[Items from a dataset]
+ + +

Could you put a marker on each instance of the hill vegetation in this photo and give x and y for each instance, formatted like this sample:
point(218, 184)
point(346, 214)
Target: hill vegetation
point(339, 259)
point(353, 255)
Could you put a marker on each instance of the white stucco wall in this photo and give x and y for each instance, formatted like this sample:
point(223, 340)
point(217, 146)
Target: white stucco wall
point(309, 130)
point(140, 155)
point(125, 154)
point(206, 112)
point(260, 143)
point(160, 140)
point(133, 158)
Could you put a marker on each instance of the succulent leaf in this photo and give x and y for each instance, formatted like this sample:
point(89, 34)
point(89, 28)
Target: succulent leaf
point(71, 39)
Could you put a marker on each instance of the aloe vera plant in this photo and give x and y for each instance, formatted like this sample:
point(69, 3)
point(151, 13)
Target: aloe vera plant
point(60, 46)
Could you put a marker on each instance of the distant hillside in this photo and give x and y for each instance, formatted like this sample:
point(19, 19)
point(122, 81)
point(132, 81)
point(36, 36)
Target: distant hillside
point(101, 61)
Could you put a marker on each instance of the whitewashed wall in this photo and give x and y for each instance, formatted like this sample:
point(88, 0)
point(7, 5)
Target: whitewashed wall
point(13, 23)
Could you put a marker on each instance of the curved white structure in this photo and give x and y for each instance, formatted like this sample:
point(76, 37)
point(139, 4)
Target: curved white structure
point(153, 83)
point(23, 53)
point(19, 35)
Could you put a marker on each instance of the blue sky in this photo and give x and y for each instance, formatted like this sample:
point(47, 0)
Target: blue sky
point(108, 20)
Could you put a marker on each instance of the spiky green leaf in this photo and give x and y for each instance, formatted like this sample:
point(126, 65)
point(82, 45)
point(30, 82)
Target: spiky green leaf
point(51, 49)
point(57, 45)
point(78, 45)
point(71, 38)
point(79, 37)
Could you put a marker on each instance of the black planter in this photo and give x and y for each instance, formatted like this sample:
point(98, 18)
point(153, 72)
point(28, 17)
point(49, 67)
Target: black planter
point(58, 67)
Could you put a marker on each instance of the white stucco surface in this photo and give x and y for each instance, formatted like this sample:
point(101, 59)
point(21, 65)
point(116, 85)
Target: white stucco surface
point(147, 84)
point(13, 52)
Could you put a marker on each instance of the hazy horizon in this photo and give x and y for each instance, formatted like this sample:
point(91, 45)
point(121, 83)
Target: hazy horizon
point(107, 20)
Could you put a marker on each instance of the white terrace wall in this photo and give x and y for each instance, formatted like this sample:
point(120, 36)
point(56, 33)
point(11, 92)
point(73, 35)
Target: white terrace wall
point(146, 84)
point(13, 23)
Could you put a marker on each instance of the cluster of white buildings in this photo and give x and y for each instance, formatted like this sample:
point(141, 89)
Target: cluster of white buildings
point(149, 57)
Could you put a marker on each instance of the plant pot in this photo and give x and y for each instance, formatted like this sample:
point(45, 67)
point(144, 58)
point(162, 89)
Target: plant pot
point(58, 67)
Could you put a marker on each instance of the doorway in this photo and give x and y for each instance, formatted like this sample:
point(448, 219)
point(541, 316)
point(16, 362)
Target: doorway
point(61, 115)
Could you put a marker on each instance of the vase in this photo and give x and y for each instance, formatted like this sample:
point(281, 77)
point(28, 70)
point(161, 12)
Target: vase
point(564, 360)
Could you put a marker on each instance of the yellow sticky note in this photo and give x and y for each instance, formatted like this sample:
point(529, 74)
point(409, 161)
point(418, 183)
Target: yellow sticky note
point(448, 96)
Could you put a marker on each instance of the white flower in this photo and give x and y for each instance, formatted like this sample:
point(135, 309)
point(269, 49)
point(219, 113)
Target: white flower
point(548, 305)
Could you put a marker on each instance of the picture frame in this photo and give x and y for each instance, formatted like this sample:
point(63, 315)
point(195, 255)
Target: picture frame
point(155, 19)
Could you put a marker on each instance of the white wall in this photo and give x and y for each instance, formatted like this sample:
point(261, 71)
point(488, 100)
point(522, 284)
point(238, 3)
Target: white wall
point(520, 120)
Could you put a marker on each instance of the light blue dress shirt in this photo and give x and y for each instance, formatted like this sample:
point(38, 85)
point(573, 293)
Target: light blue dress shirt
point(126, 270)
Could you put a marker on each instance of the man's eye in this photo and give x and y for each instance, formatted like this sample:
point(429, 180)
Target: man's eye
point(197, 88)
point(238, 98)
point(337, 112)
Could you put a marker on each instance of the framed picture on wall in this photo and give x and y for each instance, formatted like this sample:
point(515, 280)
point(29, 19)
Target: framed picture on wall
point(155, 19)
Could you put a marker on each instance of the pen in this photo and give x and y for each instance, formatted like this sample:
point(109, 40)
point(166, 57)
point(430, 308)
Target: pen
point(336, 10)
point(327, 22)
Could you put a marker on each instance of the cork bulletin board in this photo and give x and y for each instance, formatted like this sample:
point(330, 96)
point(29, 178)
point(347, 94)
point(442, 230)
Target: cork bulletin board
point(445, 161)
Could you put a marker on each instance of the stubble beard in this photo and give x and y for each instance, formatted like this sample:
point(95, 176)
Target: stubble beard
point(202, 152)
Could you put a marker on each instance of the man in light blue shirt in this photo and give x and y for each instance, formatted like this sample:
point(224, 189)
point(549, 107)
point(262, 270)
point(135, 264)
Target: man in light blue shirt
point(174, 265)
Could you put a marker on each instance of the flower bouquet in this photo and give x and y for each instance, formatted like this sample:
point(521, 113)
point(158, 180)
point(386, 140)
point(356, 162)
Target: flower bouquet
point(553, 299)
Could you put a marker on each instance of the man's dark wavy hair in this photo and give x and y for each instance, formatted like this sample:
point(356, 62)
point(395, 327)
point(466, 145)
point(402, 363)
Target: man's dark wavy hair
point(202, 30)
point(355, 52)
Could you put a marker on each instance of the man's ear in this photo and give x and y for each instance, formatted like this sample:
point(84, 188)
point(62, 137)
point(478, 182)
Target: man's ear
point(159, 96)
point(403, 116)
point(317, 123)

+ + +

**WHAT YOU ARE ASKED TO DO**
Extract the full listing above without altering anything.

**ANSWER FOR THIS EXERCISE**
Could you put a marker on each instance of the hill vegetation in this photo and give x and y for each instance, formatted like this sample:
point(218, 184)
point(346, 214)
Target: hill vegetation
point(339, 259)
point(353, 255)
Could you put a marker on each instance of the white stucco wall in this photo and give x and y for each instance, formatted like this sample:
point(223, 340)
point(217, 146)
Target: white stucco wall
point(309, 130)
point(140, 155)
point(125, 154)
point(206, 112)
point(260, 143)
point(160, 140)
point(133, 158)
Could you put a marker on each instance of the succulent leaf in this photo and give x and y for each instance, formatted like this sample:
point(89, 34)
point(89, 28)
Target: succulent leaf
point(71, 39)
Could you put a marker on each instance of the aloe vera plant in this photo and give x and y for each instance, formatted like this sample:
point(69, 3)
point(151, 13)
Target: aloe vera plant
point(60, 46)
Could you put a marker on each instance of the distant hillside in this photo and give x and y for each instance, formatted like this sample:
point(19, 19)
point(122, 81)
point(132, 81)
point(36, 36)
Target: distant hillside
point(101, 61)
Could you put a marker on each instance of the whitewashed wall in this photo and give x and y for each instance, formatted like this sample:
point(88, 0)
point(7, 5)
Target: whitewashed wall
point(13, 23)
Could you put a marker on each instance of the curved white structure in this photo and give x and y for each instance, formatted like this sample:
point(76, 37)
point(139, 4)
Target: curved white structure
point(153, 83)
point(23, 53)
point(19, 35)
Could you put a marker on each instance of the blue sky in this photo and give x and y for each instance, formatted like this sample:
point(47, 0)
Target: blue sky
point(108, 20)
Could you put a marker on each instance of the spiky green leaf in this photo and give x and y for each instance, formatted like this sample:
point(126, 65)
point(82, 45)
point(30, 82)
Target: spiky green leaf
point(51, 49)
point(57, 45)
point(78, 45)
point(71, 38)
point(79, 37)
Could you put a marker on each instance of the black planter in this photo and give x and y for each instance, formatted like this sample:
point(98, 18)
point(153, 72)
point(28, 17)
point(49, 67)
Target: black planter
point(58, 67)
Could you put a marker on each instance of the white stucco surface in this photo and give x and y for each instance, formatted like this sample:
point(101, 59)
point(21, 65)
point(116, 85)
Target: white stucco surface
point(147, 84)
point(13, 52)
Could you put a marker on each instance of the hazy horizon in this photo and give x and y for each instance, formatted like this sample:
point(91, 45)
point(121, 83)
Target: hazy horizon
point(107, 20)
Could you put a marker on each instance of the white terrace wall in this photo and give x and y for each instance, formatted like this sample:
point(120, 36)
point(56, 33)
point(11, 92)
point(73, 35)
Target: white terrace wall
point(146, 84)
point(13, 23)
Could you put a marker on each instance of the cluster of white buildings in this photo and give x and y for each instance, formatted like this sample:
point(141, 89)
Target: cluster of white buildings
point(149, 57)
Could you put a marker on each instance of the plant pot in this photo and give x and y for each instance, formatted like this sample:
point(45, 67)
point(144, 58)
point(162, 89)
Target: plant pot
point(58, 67)
Could you put a marker on each instance of the doorway in this photo and give x and y for each instance, formatted like this sample:
point(448, 219)
point(541, 316)
point(16, 362)
Target: doorway
point(61, 115)
Could you put a marker on each instance of the vase in this photo and give x and y for each instance, formatted like this sample:
point(281, 77)
point(28, 70)
point(161, 12)
Target: vase
point(564, 360)
Could you put a marker on each instance of the yellow sticky note in this photo and give x and y for each instance, formatted like this sample:
point(529, 74)
point(409, 161)
point(418, 183)
Target: yellow sticky note
point(448, 96)
Could you put a marker on each instance of the white flower in this photo and give x and y for each instance, formatted like this sample:
point(135, 309)
point(269, 49)
point(219, 113)
Target: white flower
point(548, 305)
Could you put a marker on each instance of the picture frame in this photo and give x and y for each instance, formatted like this sample:
point(63, 315)
point(195, 255)
Target: picture frame
point(155, 19)
Could you put a marker on each instance of the white wall in this photo and give x and y for each instance, formatted like this sample:
point(261, 71)
point(488, 100)
point(522, 284)
point(238, 3)
Target: white wall
point(520, 120)
Could you put a marker on each instance of the light blue dress shirt in this photo and give x and y for each instance, formatted like this sample:
point(38, 85)
point(573, 293)
Target: light blue dress shirt
point(126, 270)
Could you put a marker on each instance of the man's eye in this photo and give x and y for each instance, formatted like this sample:
point(429, 180)
Target: man's eye
point(197, 88)
point(238, 98)
point(337, 112)
Could you put a marker on each instance of the framed picture on wall in this photo and give x and y for each instance, formatted like this sample:
point(515, 280)
point(29, 19)
Target: framed picture on wall
point(155, 19)
Could you put a marker on each instance of the pen in this photo and give x and y for each instance, formatted like this sample:
point(109, 40)
point(166, 57)
point(430, 308)
Target: pen
point(336, 10)
point(327, 22)
Could you put a marker on each instance of the cork bulletin board in this photo and give x and y for each instance, formatted like this sample:
point(330, 96)
point(29, 178)
point(347, 94)
point(442, 230)
Target: cork bulletin board
point(445, 161)
Could you put a marker on each instance of the stubble beard in this photo and give x and y for each instance, formatted like this sample:
point(95, 176)
Target: stubble beard
point(202, 152)
Could you put a marker on each instance of the man in light blue shirt in this photo and give x and y for each instance, formatted like this sample:
point(224, 189)
point(549, 107)
point(262, 270)
point(135, 264)
Target: man in light blue shirt
point(174, 265)
Could you put a marker on each instance of the flower bouquet in this photo and give x and y for each instance, formatted like this sample:
point(521, 113)
point(158, 180)
point(386, 140)
point(356, 162)
Target: flower bouquet
point(553, 299)
Could you put a marker on each instance of the man's dark wavy hair in this photo and give x and y for each instance, formatted like this sample:
point(356, 62)
point(395, 327)
point(466, 145)
point(402, 363)
Target: man's dark wavy hair
point(202, 30)
point(355, 52)
Could you put a marker on each instance of the man's ear in this photo and give x and y for each instance, formatted like this sample:
point(84, 188)
point(62, 137)
point(478, 182)
Target: man's ear
point(159, 96)
point(403, 116)
point(317, 123)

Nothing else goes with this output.